■ **DATA SHOWN**:
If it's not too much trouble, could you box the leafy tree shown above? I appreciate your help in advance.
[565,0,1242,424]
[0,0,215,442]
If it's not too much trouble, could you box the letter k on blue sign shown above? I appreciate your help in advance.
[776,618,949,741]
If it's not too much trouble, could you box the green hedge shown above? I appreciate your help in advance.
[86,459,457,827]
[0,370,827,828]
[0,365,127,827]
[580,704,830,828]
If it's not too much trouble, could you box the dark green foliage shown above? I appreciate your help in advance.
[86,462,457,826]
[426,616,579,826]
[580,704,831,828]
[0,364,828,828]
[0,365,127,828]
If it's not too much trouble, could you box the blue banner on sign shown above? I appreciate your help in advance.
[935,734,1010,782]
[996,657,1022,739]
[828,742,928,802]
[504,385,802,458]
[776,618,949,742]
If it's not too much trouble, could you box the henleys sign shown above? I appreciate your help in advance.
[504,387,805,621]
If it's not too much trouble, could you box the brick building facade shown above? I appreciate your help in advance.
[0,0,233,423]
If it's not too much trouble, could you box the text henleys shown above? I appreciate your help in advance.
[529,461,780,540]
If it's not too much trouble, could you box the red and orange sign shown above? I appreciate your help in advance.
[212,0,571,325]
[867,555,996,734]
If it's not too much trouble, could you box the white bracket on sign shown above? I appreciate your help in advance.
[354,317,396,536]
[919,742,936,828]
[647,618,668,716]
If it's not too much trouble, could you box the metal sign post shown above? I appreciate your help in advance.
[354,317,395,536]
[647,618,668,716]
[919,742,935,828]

■ **WRITTEN EXERCISE**: Count the lines in the records above that contain the word "much", and reply with that number alone.

■ **RESULT OF THE EXERCISE**: 11